Walk through Limbe Market on any given day and you will encounter a familiar sight.
A man in torn clothes extends a trembling hand. A woman carrying a child tells a story of hardship. Their message is simple: look at my suffering and help me survive.

There is nothing remarkable about that. Poverty exists everywhere. People in desperate circumstances do what they must to get through another day.
What is remarkable is that, over the years, Malawi appears to have elevated this survival strategy into a national development model.

We have become a country that has perfected the art of commodifying poverty. The begging bowl is no longer held only by the desperate individual on the street corner. It has been institutionalized. It has been professionalized. It has become one of the country's most sophisticated and enduring industries.

And it raises an uncomfortable question: If poverty is constantly being discussed, researched, photographed, measured, monitored, evaluated, funded, workshopped, strategized and reported on, who exactly is making money from it?

Because it certainly does not appear to be the poor.
For decades, billions of dollars in aid have flowed into Malawi. Governments have come and gone. Poverty reduction strategies have been launched and relaunched. Vision 2020 was followed by Vision 2063. We have had the Malawi Growth and Development Strategies, donor compacts, emergency interventions, resilience programmes, climate adaptation projects, food security initiatives and countless NGO-led activities.

Yet poverty remains one of the defining features of our national identity. That reality should force us to ask a question that few are willing to confront. Has poverty in Malawi become less of a problem to solve and more of an asset to manage?

*Challenges*:
1 – From the piece on poverty in Malawi, extract the passage between "We have become" and "money from it?", inclusive.
2 – List every national plan or strategy that the piece on poverty in Malawi mentions by name.
The entries that come after have no connection to the piece on poverty in Malawi.

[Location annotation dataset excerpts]
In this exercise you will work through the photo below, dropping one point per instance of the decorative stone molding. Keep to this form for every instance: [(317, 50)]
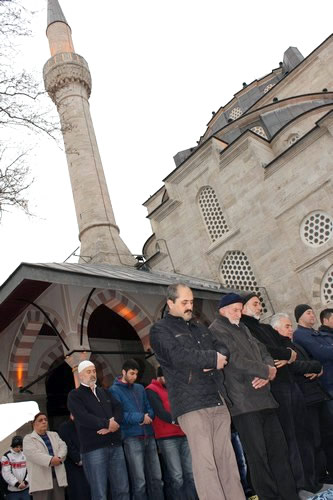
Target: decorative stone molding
[(24, 341)]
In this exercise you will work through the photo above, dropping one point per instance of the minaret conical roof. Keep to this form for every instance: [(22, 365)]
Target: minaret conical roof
[(54, 13)]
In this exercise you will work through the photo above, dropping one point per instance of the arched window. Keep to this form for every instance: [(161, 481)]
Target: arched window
[(237, 273), (212, 213), (326, 288)]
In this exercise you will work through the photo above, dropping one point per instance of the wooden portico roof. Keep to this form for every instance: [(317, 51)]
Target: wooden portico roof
[(29, 281)]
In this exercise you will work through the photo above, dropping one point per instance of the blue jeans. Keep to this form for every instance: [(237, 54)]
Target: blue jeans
[(18, 495), (104, 463), (177, 457), (144, 467)]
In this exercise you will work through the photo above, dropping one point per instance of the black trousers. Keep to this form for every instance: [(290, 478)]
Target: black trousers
[(293, 416), (267, 455)]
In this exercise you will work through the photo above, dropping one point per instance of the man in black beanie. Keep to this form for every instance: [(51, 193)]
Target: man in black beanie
[(286, 392), (247, 377)]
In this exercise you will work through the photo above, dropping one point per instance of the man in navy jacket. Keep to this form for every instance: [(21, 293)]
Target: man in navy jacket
[(139, 443), (98, 416), (319, 344)]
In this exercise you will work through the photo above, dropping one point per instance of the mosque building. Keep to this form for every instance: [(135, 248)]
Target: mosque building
[(253, 198), (54, 315)]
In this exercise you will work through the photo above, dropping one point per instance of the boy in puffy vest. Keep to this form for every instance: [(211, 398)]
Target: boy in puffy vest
[(14, 471), (172, 441)]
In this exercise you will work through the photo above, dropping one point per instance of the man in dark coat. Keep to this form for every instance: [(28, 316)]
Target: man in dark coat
[(78, 486), (98, 416), (247, 375), (197, 395), (287, 393)]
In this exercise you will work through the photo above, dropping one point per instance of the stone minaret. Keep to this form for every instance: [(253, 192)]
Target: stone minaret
[(68, 81)]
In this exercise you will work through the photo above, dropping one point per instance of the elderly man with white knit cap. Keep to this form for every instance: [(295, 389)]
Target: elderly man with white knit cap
[(98, 416)]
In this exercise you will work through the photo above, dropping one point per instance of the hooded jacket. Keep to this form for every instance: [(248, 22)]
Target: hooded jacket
[(162, 423)]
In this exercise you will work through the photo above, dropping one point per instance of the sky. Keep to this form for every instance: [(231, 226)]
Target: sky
[(159, 69)]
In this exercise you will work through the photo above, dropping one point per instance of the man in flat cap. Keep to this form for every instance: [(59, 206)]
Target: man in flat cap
[(193, 371), (247, 375), (97, 415)]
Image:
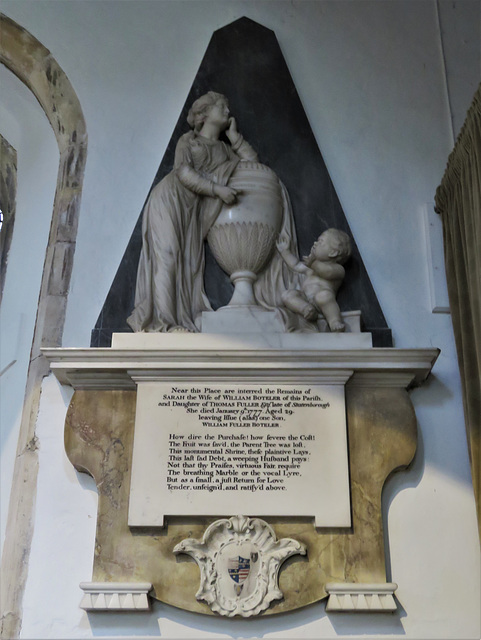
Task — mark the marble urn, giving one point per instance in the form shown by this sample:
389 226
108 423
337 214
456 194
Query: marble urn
243 237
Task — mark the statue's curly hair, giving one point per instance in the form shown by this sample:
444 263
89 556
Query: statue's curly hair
200 108
340 241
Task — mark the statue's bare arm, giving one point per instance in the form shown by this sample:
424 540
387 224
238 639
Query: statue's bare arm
242 148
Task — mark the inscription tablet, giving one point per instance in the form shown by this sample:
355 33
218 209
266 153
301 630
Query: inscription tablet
265 450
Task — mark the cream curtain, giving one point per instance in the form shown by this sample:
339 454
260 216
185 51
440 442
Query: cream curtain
458 200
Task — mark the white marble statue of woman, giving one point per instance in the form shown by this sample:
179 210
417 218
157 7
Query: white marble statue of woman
170 293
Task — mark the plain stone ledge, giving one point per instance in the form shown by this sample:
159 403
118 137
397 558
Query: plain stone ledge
115 596
358 597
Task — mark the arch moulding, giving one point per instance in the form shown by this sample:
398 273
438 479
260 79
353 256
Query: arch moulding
35 66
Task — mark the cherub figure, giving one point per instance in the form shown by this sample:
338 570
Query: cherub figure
322 273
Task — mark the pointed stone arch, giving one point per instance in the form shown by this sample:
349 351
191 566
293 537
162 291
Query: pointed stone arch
35 66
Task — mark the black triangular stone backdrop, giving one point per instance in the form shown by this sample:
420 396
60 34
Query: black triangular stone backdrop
244 62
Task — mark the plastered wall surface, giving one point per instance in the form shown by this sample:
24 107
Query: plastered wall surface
371 79
26 127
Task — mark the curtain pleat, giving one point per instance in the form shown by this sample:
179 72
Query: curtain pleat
458 200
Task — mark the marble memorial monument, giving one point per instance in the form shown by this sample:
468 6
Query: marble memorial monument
247 434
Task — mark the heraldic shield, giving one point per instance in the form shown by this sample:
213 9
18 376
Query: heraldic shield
239 561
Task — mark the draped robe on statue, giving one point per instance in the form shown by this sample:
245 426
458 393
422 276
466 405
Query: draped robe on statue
178 215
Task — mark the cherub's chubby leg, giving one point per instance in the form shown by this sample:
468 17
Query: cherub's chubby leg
326 303
296 301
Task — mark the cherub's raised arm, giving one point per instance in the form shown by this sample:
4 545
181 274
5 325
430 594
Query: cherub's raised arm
328 270
289 258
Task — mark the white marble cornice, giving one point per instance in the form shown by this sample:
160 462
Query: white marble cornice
209 358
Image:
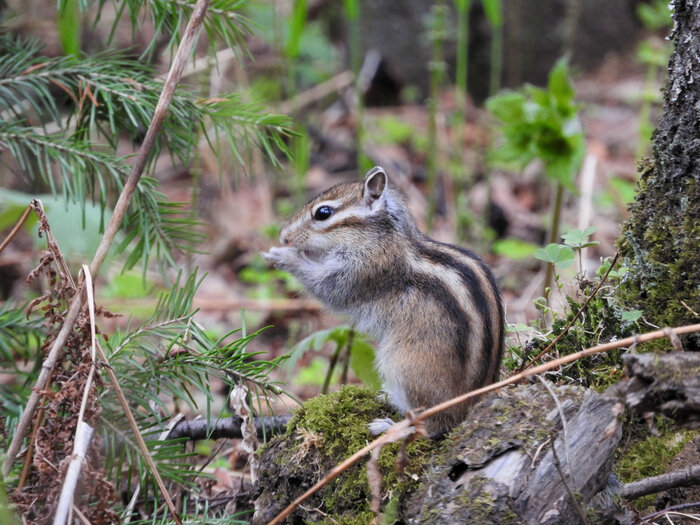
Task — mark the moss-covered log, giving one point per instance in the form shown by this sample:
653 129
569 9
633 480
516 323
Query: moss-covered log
524 455
661 241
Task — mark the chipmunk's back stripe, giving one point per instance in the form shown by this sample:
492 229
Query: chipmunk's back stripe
479 301
398 279
500 325
444 298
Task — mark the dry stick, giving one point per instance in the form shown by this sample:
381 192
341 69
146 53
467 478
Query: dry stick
682 506
401 426
16 228
577 505
670 480
573 320
179 62
83 431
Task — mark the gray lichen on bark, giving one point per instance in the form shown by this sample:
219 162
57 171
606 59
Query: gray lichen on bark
661 241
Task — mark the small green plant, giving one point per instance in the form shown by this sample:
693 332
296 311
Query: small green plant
543 124
494 14
437 34
359 354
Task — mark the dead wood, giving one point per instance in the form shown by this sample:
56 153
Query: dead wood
668 384
500 465
670 480
228 428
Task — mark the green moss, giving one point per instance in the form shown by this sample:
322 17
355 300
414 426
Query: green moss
648 454
600 322
325 431
660 243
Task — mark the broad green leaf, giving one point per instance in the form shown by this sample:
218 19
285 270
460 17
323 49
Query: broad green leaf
631 316
557 254
508 106
559 84
297 22
514 248
68 25
580 238
362 363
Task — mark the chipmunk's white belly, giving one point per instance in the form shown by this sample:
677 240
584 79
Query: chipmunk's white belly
391 381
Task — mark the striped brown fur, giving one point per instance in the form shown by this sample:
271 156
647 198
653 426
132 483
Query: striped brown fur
434 309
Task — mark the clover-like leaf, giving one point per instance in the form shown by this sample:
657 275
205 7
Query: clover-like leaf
557 254
578 239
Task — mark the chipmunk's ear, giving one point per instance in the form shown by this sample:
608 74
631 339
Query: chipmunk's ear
375 184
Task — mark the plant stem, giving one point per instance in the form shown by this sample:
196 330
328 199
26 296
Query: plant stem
179 62
463 7
436 68
553 233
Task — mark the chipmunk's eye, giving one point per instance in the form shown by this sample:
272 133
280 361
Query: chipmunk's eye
323 213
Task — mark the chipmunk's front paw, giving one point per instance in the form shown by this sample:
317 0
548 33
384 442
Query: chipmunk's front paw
283 258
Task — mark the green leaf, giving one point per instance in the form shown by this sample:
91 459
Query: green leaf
514 248
362 363
557 254
508 106
631 316
68 25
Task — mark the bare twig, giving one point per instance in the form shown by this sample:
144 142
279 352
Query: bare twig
400 428
654 484
229 428
83 434
338 82
180 60
16 228
573 319
83 431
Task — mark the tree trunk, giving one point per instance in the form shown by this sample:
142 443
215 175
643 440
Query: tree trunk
661 242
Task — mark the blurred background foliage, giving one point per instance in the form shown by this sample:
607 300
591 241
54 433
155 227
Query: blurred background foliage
504 122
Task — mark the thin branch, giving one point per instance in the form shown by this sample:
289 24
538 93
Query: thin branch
670 509
403 426
654 484
83 434
181 57
573 320
16 228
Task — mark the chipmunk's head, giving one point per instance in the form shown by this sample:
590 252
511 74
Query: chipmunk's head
345 215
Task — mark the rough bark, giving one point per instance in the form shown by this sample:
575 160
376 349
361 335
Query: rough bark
534 31
497 467
665 383
661 241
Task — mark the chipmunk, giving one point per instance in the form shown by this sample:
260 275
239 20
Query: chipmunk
434 309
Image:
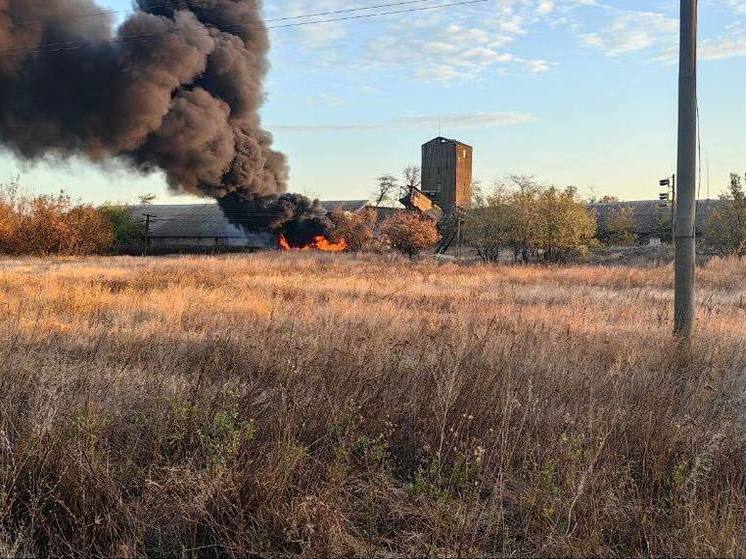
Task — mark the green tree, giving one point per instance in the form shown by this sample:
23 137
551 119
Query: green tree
487 225
565 225
522 218
619 228
410 233
725 226
129 232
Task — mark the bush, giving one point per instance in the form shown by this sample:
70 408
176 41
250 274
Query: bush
725 227
532 219
129 232
355 228
619 229
44 225
410 233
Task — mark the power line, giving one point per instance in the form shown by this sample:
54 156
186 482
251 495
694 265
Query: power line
70 45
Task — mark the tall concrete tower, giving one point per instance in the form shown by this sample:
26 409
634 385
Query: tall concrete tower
447 173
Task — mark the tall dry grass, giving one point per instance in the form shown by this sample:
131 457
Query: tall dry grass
321 405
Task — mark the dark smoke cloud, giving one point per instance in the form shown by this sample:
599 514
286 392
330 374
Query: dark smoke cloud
298 218
185 99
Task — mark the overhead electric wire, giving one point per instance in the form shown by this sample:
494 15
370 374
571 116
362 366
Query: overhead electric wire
71 45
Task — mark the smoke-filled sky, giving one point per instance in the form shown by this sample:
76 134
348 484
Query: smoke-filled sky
574 91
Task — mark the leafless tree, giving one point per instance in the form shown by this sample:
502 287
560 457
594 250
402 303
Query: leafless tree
412 177
387 186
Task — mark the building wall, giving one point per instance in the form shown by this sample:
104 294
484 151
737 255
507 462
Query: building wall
447 172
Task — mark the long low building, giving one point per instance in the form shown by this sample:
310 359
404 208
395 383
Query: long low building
204 227
648 214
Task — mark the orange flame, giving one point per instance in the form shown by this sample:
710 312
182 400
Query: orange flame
319 243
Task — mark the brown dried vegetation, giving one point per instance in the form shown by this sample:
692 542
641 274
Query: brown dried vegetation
326 405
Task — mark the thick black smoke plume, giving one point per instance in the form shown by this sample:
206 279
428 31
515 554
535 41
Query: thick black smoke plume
299 219
176 87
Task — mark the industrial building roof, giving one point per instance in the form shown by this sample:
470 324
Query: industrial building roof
443 140
208 220
646 214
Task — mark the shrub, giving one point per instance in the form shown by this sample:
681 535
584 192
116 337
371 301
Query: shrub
410 233
619 229
129 232
355 228
48 224
725 228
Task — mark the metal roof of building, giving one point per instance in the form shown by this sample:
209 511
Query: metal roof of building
443 140
208 220
346 205
646 214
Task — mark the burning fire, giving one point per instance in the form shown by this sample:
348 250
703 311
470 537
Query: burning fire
319 243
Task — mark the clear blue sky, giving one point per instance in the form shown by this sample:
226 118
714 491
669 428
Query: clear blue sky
579 92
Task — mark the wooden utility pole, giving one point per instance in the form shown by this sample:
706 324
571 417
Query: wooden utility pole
147 234
686 202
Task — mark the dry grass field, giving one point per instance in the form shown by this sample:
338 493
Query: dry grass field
321 405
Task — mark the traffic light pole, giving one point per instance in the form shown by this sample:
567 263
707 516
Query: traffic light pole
687 170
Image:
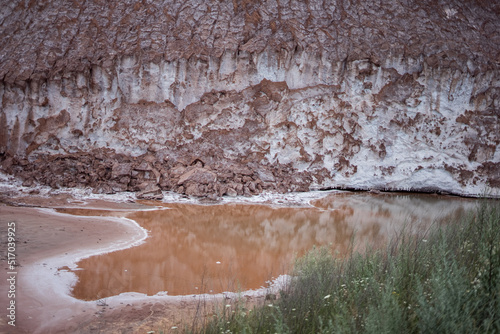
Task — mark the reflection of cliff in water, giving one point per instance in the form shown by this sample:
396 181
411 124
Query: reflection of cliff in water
196 248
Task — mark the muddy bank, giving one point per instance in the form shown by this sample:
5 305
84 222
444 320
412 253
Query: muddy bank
48 242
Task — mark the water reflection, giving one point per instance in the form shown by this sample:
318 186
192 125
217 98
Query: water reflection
217 248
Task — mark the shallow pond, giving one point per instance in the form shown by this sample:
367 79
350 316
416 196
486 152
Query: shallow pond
196 249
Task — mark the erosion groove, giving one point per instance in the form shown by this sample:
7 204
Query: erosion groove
235 97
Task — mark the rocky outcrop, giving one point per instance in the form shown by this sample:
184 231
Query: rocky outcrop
236 97
107 172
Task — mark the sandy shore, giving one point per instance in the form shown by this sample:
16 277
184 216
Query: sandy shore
47 241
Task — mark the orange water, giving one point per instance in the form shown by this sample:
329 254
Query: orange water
235 247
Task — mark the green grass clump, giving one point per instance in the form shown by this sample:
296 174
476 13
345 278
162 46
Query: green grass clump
446 281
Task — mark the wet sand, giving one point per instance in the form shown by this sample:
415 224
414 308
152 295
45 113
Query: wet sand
48 240
45 241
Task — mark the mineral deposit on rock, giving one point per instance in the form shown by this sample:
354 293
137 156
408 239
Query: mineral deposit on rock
213 98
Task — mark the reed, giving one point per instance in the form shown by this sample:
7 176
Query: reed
445 280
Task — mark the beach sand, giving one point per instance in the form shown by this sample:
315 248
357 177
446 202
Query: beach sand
47 241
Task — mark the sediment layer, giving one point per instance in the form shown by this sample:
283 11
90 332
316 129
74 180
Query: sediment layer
238 97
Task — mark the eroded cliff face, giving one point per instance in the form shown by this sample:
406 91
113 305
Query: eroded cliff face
236 97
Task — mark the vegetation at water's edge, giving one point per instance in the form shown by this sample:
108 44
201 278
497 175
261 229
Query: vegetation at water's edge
447 281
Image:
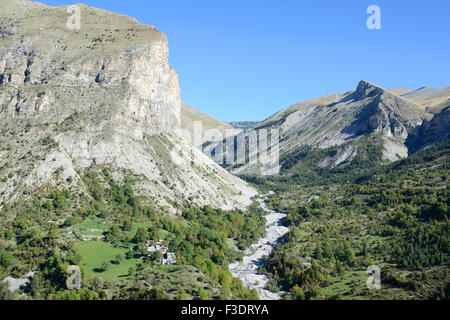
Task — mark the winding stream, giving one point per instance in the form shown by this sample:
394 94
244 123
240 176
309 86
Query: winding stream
247 270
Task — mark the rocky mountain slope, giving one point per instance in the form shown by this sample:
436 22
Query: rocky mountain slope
210 128
434 99
103 95
368 124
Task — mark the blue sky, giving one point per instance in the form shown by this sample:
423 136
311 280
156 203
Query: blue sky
247 59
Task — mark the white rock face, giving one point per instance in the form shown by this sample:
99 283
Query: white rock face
106 95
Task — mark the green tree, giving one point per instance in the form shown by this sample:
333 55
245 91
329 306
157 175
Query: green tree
127 225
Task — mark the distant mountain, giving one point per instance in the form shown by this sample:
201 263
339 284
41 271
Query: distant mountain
244 125
400 90
430 132
361 127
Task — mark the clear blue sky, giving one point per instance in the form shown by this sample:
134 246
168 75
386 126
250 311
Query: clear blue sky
247 59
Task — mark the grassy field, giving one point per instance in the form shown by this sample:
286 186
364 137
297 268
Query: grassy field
94 253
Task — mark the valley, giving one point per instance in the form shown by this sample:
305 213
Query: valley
104 168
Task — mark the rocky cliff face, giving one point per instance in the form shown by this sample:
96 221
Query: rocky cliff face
368 122
101 95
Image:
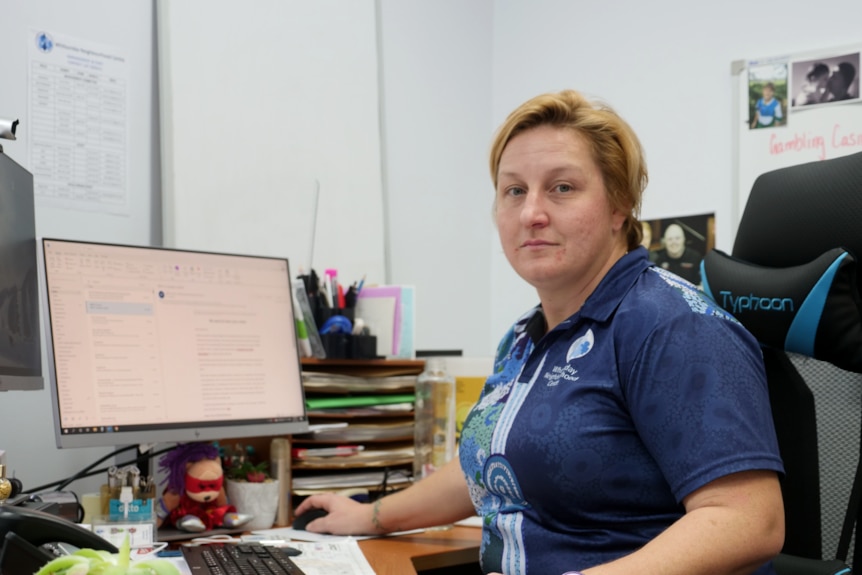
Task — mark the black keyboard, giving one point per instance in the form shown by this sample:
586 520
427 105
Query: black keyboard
240 559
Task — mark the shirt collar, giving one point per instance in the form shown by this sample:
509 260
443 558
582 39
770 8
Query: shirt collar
605 298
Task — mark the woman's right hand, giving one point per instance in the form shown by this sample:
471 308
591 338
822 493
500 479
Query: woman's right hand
345 516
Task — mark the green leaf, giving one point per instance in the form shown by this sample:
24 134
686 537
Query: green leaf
63 563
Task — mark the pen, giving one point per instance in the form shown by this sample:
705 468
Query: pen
301 330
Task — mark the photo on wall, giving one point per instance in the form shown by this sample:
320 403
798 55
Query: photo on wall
767 95
825 80
678 244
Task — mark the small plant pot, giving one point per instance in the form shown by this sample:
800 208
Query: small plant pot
257 499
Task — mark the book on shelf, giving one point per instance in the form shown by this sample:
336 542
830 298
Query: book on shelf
368 456
323 382
360 432
337 402
349 479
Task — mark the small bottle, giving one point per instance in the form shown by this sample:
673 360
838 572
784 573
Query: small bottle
434 430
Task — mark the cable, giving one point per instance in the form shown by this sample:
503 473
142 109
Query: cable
86 472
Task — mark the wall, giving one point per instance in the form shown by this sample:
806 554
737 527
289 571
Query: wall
253 125
26 427
436 89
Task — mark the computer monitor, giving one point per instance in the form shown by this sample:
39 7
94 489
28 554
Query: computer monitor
148 345
20 344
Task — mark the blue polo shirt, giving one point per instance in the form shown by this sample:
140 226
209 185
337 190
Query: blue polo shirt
585 440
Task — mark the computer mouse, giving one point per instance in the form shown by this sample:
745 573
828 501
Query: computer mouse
300 521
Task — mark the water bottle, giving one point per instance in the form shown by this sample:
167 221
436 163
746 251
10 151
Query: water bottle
434 431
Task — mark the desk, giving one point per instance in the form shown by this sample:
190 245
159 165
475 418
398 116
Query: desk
409 554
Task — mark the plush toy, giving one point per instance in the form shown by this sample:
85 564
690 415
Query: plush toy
194 498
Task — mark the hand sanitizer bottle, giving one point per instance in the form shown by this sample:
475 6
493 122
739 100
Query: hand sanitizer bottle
434 431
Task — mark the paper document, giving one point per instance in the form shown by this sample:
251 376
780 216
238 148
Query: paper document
331 558
294 535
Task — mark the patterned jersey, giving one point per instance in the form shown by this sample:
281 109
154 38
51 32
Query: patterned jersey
585 440
768 112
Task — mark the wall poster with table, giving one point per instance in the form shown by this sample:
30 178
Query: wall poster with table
793 109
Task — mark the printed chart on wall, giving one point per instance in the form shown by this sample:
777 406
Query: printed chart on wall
796 109
78 123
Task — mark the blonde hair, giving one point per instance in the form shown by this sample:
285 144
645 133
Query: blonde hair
615 147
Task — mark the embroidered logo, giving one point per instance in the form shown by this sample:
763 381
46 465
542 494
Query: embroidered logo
566 372
581 346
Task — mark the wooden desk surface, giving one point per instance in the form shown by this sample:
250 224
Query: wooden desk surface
407 554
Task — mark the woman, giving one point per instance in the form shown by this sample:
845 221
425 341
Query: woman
626 427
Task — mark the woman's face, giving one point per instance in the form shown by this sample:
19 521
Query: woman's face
556 225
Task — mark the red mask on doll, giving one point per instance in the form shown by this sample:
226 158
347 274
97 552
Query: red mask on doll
198 489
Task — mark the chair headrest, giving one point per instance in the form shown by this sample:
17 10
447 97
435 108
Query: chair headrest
795 214
793 279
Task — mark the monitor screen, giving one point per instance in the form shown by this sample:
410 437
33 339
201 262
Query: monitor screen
20 344
149 345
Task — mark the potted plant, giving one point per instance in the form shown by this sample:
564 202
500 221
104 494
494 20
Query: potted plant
250 488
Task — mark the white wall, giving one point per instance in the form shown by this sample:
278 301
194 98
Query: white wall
26 427
665 66
436 94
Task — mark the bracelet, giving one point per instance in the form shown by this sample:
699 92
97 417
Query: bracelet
375 516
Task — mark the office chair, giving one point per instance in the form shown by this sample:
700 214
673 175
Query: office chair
793 280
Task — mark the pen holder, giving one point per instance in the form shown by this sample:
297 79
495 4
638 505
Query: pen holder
324 313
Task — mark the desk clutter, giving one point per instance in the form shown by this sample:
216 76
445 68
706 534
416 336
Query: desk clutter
361 417
357 322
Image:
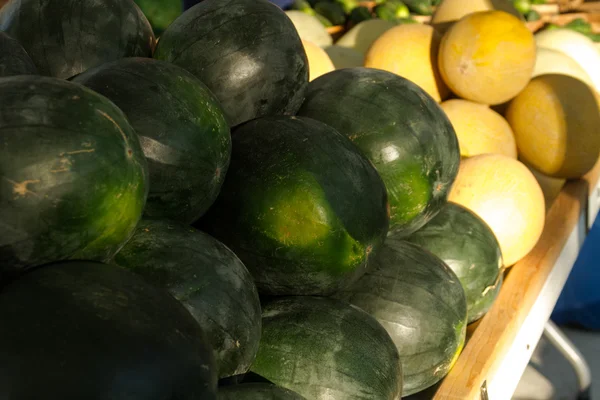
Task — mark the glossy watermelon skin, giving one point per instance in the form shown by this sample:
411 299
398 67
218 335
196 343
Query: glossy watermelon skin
14 60
182 130
208 278
85 330
468 246
413 289
246 51
73 175
76 35
301 207
257 391
324 348
400 128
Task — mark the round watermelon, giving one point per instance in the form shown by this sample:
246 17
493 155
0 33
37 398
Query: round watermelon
85 330
74 178
421 303
208 279
14 60
247 52
67 37
301 207
323 348
257 391
182 130
400 128
468 246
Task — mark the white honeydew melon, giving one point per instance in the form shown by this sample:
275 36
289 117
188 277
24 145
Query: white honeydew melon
575 45
362 35
450 11
310 28
550 61
344 57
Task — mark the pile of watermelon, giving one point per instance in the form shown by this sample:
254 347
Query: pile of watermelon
189 218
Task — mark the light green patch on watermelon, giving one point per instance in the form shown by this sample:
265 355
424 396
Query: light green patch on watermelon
300 219
124 214
409 192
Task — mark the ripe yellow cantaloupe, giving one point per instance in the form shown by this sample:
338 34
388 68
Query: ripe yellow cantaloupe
549 61
479 129
361 36
411 52
577 46
319 62
551 187
487 57
506 195
556 122
450 11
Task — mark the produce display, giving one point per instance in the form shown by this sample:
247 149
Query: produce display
265 203
204 276
420 302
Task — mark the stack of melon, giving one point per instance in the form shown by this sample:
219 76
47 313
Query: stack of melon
192 218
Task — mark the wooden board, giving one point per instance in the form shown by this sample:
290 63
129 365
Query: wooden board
494 337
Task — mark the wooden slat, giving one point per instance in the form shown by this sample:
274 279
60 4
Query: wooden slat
497 330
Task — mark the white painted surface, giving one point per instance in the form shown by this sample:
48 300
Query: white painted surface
502 383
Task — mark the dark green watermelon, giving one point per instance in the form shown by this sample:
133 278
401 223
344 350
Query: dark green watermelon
400 128
74 178
208 279
247 52
14 60
421 303
160 13
85 330
323 348
66 37
468 246
257 391
301 207
182 129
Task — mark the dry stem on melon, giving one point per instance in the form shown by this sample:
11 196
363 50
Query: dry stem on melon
487 57
505 194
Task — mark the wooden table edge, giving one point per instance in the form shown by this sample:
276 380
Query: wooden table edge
493 338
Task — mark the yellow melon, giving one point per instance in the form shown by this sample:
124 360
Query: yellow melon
450 11
361 36
556 121
410 51
551 187
479 129
549 61
506 195
319 62
487 57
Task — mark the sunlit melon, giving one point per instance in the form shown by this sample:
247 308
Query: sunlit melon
410 51
506 195
480 130
487 57
319 62
344 57
577 46
551 61
361 36
556 122
551 187
450 11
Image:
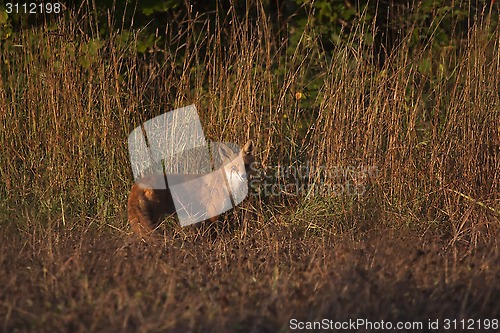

*Written answers*:
1 –
We have become a country that has perfected the art of commodifying poverty. The begging bowl is no longer held only by the desperate individual on the street corner. It has been institutionalized. It has been professionalized. It has become one of the country's most sophisticated and enduring industries.

And it raises an uncomfortable question: If poverty is constantly being discussed, researched, photographed, measured, monitored, evaluated, funded, workshopped, strategized and reported on, who exactly is making money from it?

2 –
Vision 2020
Vision 2063
Malawi Growth and Development Strategies